### TASKS FOR THIS EXERCISE
- A) Answer each question from the text on Salmonella food poisoning, one answer per line, marked like the question:
(i) Which kind of milk is named among the foods posing the greatest risk?
(ii) Which two serotypes often cause infection from poultry products?
(iii) In which decade did Salmonella Enteritidis become the predominant cause of human Salmonellosis?
- B) For each statement, say yes or no according to the text on Salmonella food poisoning, and quote the words that decide it:
(i) Keeping food in a warm environment lowers the risk of infection.
(ii) Serotypes other than the two most common ones are never isolated from poultry products.
(iii) Cross-contamination of all foodstuffs is possible if Salmonella is present in the environment.
- C) Proceed with the text on Salmonella food poisoning, writing on from its final sentence.

Salmonella food poisoning
Salmonellae are the most frequent causes of food poisoning in humans.
Food products posing the greatest risk of Salmonella poisoning:
- Eggs and products containing raw eggs.
- Undercooked poultry and handling of the raw meat.
- Raw red meat and some products intended to be eaten raw.
- Unpasteurised milk and products thereof.
Cross-contamination of all foodstuffs is possible if Salmonella is present in the environment. Undercooking food or keeping food in a warm environment, increases the risk of infection.
Salmonella infection from poultry products
This is often caused by Salmonella Enteritidis or Salmonella Typhimurium. Other serotypes may be isolated less frequently but are still a cause for concern.
In the 1980's Salmonella Enteritidis became the predominant cause of human Salmonellosis, originating from poultry products. Bäumler et al. (2000) hypothesized that the epidemic of S. Enteritidis infections was triggered by this serotype filling the ecological niche vacated by the avian pathogens S. Pullorum and S. Gallinarum. It seems that the establishment of S. Enteritidis in poultry flocks coincided with the eradication of these avian pathogens. (Bäumler et al., Science, January 2000).

### DATA EXCERPTS
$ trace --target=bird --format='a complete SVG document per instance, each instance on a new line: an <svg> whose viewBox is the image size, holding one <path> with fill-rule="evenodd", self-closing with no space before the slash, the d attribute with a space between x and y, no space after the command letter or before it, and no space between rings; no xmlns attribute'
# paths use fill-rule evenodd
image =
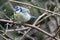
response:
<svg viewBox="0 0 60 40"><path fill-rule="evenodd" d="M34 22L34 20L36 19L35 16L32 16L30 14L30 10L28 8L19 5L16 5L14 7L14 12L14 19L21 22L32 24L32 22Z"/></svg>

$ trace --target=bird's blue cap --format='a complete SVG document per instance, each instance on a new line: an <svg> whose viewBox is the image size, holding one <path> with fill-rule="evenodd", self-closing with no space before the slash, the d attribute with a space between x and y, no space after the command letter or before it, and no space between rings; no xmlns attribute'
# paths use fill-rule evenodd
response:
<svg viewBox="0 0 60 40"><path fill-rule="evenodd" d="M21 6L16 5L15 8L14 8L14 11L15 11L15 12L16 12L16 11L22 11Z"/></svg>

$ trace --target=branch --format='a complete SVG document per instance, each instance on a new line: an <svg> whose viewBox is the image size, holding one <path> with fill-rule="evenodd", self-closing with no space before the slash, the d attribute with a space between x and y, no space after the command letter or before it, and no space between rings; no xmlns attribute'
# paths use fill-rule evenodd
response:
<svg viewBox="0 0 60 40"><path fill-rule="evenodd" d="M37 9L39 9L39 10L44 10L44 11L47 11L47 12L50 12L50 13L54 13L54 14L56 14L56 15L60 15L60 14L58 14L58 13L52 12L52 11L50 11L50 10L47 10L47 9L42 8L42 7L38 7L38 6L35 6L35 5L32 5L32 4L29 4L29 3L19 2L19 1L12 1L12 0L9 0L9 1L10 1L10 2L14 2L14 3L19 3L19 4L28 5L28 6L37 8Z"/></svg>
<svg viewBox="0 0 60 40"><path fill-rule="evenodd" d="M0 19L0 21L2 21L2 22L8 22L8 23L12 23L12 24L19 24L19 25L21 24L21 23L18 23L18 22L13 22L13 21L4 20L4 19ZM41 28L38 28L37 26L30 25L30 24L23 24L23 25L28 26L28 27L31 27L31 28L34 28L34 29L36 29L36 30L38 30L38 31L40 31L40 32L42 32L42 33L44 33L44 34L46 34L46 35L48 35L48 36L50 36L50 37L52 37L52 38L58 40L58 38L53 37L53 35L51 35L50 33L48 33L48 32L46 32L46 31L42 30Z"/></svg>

### LIST OF ANSWERS
- A)
(i) Unpasteurised milk (and products thereof)
(ii) Salmonella Enteritidis and Salmonella Typhimurium
(iii) The 1980's

- B)
(i) No: "Undercooking food or keeping food in a warm environment, increases the risk of infection."
(ii) No: "Other serotypes may be isolated less frequently but are still a cause for concern."
(iii) Yes: "Cross-contamination of all foodstuffs is possible if Salmonella is present in the environment."

- C)
Symptoms of Salmonella food poisoning
Salmonellas cause a mild to severe gastroenteritis.
The clinical course of human Salmonellosis is usually characterized by:
- acute onset of fever.
- abdominal pain.
- sometimes vomiting.
Dehydration may be severe. Serious complications occur in a small proportion of cases. Infection can be fatal in immuno-compromised individuals, the elderly or infants. Salmonella may be carried and spread by seemingly healthy individuals for a long time.
The dissemination of S. Enteritidis along the food chain is fairly well understood. Control programmes have been developed to target key areas of poultry meat and egg production.
To reduce the presence of Salmonella in the food chain, legislation has been passed and Codes of Practice enforced in many EU countries.